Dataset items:
--- --- ---
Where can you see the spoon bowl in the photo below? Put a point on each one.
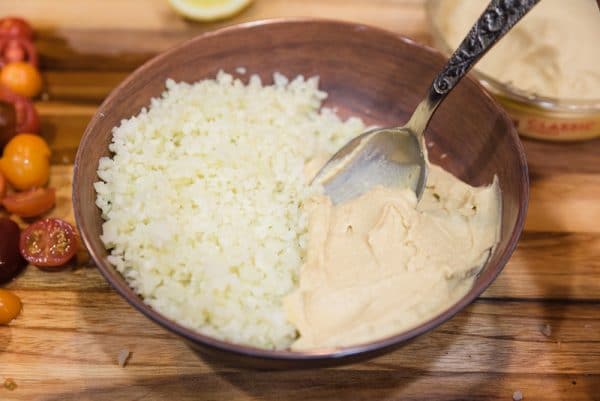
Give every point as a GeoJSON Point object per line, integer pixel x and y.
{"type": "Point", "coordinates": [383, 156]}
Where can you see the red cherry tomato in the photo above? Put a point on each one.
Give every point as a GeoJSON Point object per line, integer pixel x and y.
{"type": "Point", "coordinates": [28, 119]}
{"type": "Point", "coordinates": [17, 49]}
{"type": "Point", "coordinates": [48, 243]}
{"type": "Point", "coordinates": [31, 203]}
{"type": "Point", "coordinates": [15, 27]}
--- --- ---
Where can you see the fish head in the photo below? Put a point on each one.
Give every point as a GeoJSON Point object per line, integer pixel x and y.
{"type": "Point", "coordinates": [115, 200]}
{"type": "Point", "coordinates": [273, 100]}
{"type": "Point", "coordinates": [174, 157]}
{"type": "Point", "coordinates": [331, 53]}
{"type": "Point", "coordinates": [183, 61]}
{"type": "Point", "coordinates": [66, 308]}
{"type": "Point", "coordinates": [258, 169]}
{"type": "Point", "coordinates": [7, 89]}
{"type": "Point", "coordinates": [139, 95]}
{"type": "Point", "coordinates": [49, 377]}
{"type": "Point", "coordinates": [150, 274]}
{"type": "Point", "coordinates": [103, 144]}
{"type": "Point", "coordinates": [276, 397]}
--- --- ---
▶ [What to work on] Locate every line in the records above that contains the string "below" and copy each of those lines in full.

▶ [Exercise solution]
Where can you see the spoon bowl in the photo below? Put a point on each one.
Where can you see the fish head in the photo below? Put a point on each one.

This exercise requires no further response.